## [The problem]
Return the full passage on the GPS sequence in the cryab promoter, word for word.

The proximity of the GPS to the TSS and its orientation and position-specific function in the cryab promoter may suggest a simpler and direct mechanism of gene-specific control through its involvement with the development of transcriptional competence (or opening up of a promoter) . The analysis presented here, however, does not preclude the existence of GPS-like elements at longer distances from the TSS in the eukaryotic promoters. It is interesting to note that sequences 100 bp upstream of the TSS have been previously suggested to control the lymphoid cell specificity of the expression from a κ-light chain immunoglobulin promoter .
The GPS identified here is either a binding site or a hub for transacting factor(s) or simply a landmark that dictates the physical state of the chromatin that allows gene activity [34–39]. The data presented in Figure 3 provides significant insight about the relationship between expression and the location of the GPS (distance of this sequence from the TSS). We know that changing the location of the GPS from the 5′ to the 3′ side of HSE-αB inhibits expression (Figure 3A, number 5). However, moving it more than 90 bp, 5′ upstream of the HSE (−64/−35), reduces the promoter activity marginally (Figure 3B, number 6). This tolerance to change in location, 5′ upstream of the HSE, becomes unacceptable when the GPS is moved more than 154 bp from the TSS, which results in drastic inhibition of the promoter activity (Figure 3B, numbers 2–5). A plot of the expression versus distance of the GPS from the TSS indicates a biphasic response, a slow less dramatic phase when at positions −71 and −154 and a fast declining component beyond −154 (Figure 3C). This data leads to two important inferences: (1) GPS must remain in proximity of the TSS, 5′ to the HSE to be functional, and (2) considering that 154 bp is roughly the size of DNA wrapped around a nucleosome bead, the GPS may have an influence on nucleosome spacing and/or the physical status of the nucleosomes in the vicinity of the TSS [35, 36]. It is known that HSF4 (that binds to the HSE) has been reported to recruit BRG1 (Brahma-related gene 1), a member of the chromatin remodeling complex to cryab promoter [38, 39] suggesting a possible function of the GPS via positioning of the nucleosomes in regulating access to the promoter.

## [Information provided]
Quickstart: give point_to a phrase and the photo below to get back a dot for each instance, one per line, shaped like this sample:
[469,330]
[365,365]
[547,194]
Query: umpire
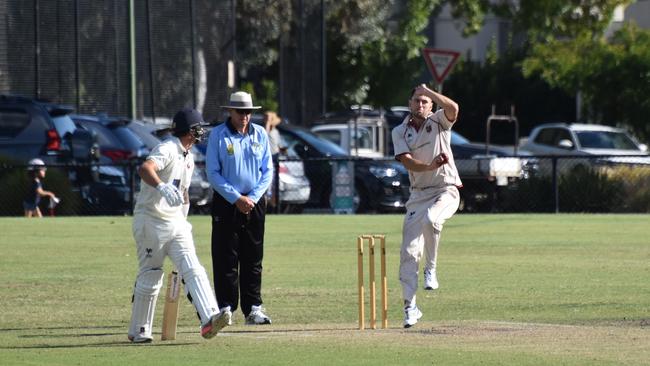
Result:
[240,170]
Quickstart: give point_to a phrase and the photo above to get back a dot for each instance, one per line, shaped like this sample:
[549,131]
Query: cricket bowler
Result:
[422,143]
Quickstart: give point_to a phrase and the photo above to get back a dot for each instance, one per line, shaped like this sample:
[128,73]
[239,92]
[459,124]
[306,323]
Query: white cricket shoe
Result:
[216,323]
[411,316]
[140,338]
[430,279]
[257,316]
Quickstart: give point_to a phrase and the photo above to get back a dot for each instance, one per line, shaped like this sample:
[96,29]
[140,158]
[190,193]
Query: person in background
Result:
[240,170]
[36,171]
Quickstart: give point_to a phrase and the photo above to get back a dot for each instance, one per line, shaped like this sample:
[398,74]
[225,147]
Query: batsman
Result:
[422,144]
[161,229]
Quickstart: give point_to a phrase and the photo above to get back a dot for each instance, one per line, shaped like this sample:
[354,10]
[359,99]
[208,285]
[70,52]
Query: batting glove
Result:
[172,195]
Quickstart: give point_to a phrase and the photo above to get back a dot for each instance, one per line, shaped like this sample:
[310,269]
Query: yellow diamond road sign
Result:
[440,62]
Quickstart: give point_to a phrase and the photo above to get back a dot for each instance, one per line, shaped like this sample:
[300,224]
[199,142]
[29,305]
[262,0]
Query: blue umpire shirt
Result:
[239,164]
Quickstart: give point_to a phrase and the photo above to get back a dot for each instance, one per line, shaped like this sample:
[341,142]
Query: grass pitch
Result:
[515,290]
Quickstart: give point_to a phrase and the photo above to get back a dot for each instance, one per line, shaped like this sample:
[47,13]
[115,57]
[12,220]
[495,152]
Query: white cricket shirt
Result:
[174,165]
[432,139]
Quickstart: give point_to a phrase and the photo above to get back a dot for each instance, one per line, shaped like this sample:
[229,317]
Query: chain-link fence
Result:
[544,184]
[83,53]
[79,52]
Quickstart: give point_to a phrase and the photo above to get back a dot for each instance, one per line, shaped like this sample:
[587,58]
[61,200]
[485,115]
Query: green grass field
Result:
[515,290]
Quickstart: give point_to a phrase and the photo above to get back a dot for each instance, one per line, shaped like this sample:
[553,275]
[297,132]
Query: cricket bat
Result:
[170,312]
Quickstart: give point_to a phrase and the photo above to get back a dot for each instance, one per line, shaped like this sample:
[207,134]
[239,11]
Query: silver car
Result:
[599,144]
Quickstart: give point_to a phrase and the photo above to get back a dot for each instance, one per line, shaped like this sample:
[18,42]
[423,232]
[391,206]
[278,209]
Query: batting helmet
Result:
[36,163]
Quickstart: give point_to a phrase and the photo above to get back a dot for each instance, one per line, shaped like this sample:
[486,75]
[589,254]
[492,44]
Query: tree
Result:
[541,19]
[613,75]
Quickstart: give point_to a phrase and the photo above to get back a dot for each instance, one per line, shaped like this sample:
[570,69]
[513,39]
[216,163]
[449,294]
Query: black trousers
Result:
[237,252]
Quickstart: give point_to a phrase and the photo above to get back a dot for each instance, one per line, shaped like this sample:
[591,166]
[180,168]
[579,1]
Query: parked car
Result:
[34,129]
[599,145]
[30,128]
[582,139]
[358,131]
[117,142]
[483,176]
[119,148]
[380,185]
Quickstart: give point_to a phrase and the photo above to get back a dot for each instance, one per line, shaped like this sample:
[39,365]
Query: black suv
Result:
[31,128]
[34,129]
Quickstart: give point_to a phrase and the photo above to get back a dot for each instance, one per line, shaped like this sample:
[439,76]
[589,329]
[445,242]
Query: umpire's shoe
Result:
[411,316]
[216,323]
[257,316]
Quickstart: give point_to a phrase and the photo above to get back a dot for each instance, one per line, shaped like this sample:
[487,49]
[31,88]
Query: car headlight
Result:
[383,172]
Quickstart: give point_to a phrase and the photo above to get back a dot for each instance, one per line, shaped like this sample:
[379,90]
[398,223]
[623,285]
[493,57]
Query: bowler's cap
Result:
[185,119]
[240,100]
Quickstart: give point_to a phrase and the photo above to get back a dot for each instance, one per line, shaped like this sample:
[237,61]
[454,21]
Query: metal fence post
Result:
[556,190]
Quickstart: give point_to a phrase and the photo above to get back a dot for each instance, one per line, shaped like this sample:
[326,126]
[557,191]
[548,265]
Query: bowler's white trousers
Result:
[155,239]
[426,212]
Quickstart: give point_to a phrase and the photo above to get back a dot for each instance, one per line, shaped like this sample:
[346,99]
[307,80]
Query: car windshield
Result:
[128,138]
[605,140]
[324,146]
[64,125]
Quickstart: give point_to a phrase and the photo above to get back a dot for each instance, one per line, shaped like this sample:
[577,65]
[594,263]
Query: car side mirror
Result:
[565,144]
[301,150]
[83,146]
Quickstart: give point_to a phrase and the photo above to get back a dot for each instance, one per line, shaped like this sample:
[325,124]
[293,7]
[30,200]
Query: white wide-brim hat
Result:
[240,100]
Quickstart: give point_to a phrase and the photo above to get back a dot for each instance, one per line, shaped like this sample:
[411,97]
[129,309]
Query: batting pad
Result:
[145,294]
[198,290]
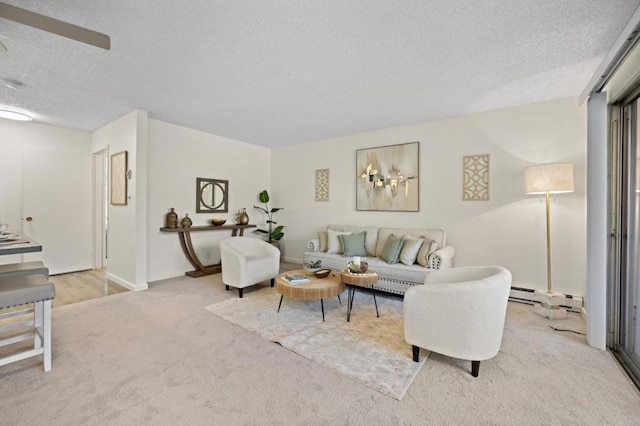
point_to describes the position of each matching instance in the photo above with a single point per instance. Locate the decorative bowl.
(355, 269)
(322, 273)
(311, 271)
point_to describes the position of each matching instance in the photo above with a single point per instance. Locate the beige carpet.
(157, 358)
(368, 349)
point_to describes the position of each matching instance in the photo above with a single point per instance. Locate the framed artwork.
(119, 179)
(322, 185)
(212, 195)
(475, 177)
(387, 178)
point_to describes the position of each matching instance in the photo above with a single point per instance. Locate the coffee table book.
(297, 279)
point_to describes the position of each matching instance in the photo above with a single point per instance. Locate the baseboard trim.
(127, 284)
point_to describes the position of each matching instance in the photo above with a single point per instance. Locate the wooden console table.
(187, 247)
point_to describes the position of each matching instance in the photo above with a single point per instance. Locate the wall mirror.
(212, 195)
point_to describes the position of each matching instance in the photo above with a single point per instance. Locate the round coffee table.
(367, 279)
(316, 289)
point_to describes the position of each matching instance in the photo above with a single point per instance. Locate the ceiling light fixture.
(14, 115)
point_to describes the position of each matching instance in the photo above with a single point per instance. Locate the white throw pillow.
(322, 237)
(428, 247)
(410, 249)
(334, 245)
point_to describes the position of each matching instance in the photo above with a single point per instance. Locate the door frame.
(100, 174)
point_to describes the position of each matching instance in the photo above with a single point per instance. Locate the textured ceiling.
(278, 72)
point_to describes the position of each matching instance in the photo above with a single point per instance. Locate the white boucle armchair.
(458, 312)
(247, 261)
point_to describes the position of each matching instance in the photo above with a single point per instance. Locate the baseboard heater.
(525, 295)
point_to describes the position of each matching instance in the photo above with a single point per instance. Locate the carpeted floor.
(156, 357)
(368, 349)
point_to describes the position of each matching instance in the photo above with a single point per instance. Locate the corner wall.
(508, 230)
(176, 157)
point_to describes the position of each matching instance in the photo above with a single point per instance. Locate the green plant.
(273, 234)
(316, 264)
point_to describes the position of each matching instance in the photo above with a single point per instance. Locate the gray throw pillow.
(353, 244)
(428, 247)
(391, 250)
(410, 248)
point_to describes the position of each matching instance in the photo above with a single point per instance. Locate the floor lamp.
(556, 178)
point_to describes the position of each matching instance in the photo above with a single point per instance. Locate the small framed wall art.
(475, 177)
(119, 179)
(322, 185)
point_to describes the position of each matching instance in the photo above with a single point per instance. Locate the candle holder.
(357, 269)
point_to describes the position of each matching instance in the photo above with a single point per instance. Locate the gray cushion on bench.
(23, 268)
(21, 290)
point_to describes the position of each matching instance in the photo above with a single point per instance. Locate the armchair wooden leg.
(475, 368)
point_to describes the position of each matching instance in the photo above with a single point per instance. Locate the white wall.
(508, 230)
(176, 157)
(14, 136)
(126, 262)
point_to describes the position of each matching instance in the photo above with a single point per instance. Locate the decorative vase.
(242, 218)
(186, 221)
(171, 220)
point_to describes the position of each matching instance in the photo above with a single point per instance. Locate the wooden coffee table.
(317, 289)
(368, 279)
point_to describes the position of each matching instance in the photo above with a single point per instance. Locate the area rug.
(367, 349)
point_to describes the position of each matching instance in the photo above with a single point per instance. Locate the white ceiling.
(278, 72)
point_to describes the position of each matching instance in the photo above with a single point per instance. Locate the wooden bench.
(23, 268)
(23, 290)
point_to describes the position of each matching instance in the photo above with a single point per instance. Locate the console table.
(187, 247)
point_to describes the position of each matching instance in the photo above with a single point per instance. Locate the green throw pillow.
(353, 244)
(391, 251)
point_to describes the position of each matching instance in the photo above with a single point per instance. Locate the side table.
(368, 279)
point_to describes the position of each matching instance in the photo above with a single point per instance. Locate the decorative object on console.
(171, 219)
(242, 218)
(387, 178)
(475, 177)
(119, 179)
(212, 195)
(555, 178)
(273, 234)
(322, 185)
(186, 221)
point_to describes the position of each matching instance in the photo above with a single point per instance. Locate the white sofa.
(393, 278)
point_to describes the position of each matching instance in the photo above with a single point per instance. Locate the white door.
(56, 205)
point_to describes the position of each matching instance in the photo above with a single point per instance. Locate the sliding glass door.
(625, 217)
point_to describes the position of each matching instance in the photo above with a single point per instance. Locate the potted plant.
(273, 234)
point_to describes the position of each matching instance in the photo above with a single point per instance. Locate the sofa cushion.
(391, 250)
(428, 247)
(353, 245)
(322, 238)
(410, 248)
(433, 234)
(370, 239)
(334, 245)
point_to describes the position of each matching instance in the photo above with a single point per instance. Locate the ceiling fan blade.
(55, 26)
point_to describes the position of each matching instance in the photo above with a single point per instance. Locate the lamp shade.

## [Result for this exercise]
The proximity of the GPS to the TSS and its orientation and position-specific function in the cryab promoter may suggest a simpler and direct mechanism of gene-specific control through its involvement with the development of transcriptional competence (or opening up of a promoter) . The analysis presented here, however, does not preclude the existence of GPS-like elements at longer distances from the TSS in the eukaryotic promoters. It is interesting to note that sequences 100 bp upstream of the TSS have been previously suggested to control the lymphoid cell specificity of the expression from a κ-light chain immunoglobulin promoter .
The GPS identified here is either a binding site or a hub for transacting factor(s) or simply a landmark that dictates the physical state of the chromatin that allows gene activity [34–39]. The data presented in Figure 3 provides significant insight about the relationship between expression and the location of the GPS (distance of this sequence from the TSS). We know that changing the location of the GPS from the 5′ to the 3′ side of HSE-αB inhibits expression (Figure 3A, number 5). However, moving it more than 90 bp, 5′ upstream of the HSE (−64/−35), reduces the promoter activity marginally (Figure 3B, number 6). This tolerance to change in location, 5′ upstream of the HSE, becomes unacceptable when the GPS is moved more than 154 bp from the TSS, which results in drastic inhibition of the promoter activity (Figure 3B, numbers 2–5). A plot of the expression versus distance of the GPS from the TSS indicates a biphasic response, a slow less dramatic phase when at positions −71 and −154 and a fast declining component beyond −154 (Figure 3C). This data leads to two important inferences: (1) GPS must remain in proximity of the TSS, 5′ to the HSE to be functional, and (2) considering that 154 bp is roughly the size of DNA wrapped around a nucleosome bead, the GPS may have an influence on nucleosome spacing and/or the physical status of the nucleosomes in the vicinity of the TSS [35, 36]. It is known that HSF4 (that binds to the HSE) has been reported to recruit BRG1 (Brahma-related gene 1), a member of the chromatin remodeling complex to cryab promoter [38, 39] suggesting a possible function of the GPS via positioning of the nucleosomes in regulating access to the promoter.